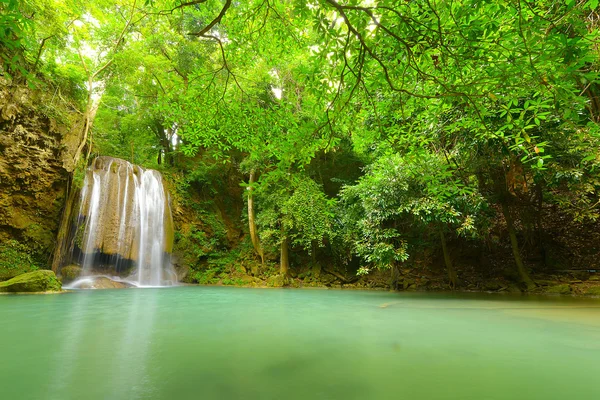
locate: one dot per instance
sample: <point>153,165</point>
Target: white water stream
<point>125,216</point>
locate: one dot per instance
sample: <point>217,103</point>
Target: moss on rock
<point>15,260</point>
<point>276,281</point>
<point>70,273</point>
<point>36,281</point>
<point>593,291</point>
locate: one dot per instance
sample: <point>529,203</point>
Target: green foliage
<point>399,191</point>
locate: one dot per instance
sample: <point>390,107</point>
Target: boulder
<point>559,289</point>
<point>36,281</point>
<point>593,291</point>
<point>276,281</point>
<point>100,282</point>
<point>70,273</point>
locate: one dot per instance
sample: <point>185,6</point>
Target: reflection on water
<point>228,343</point>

## [The problem]
Edit all of the rows above so that "locate" becomes "mark", and leave the rest of the text unchanged. Omit the pictures from your answer.

## [Task response]
mark: one dot per instance
sample: <point>153,165</point>
Target: white water stream
<point>125,216</point>
mark: one dot per instance
sample: <point>217,103</point>
Target: moss on rock
<point>15,260</point>
<point>276,281</point>
<point>70,273</point>
<point>36,281</point>
<point>593,291</point>
mark: one dot per instance
sample: <point>529,203</point>
Target: green foliage
<point>399,191</point>
mark: one dot per instance
sample: <point>390,107</point>
Target: boulder
<point>559,289</point>
<point>36,281</point>
<point>593,291</point>
<point>276,281</point>
<point>100,282</point>
<point>70,273</point>
mark: one dot per instance
sample: <point>185,6</point>
Target: reflection on water
<point>228,343</point>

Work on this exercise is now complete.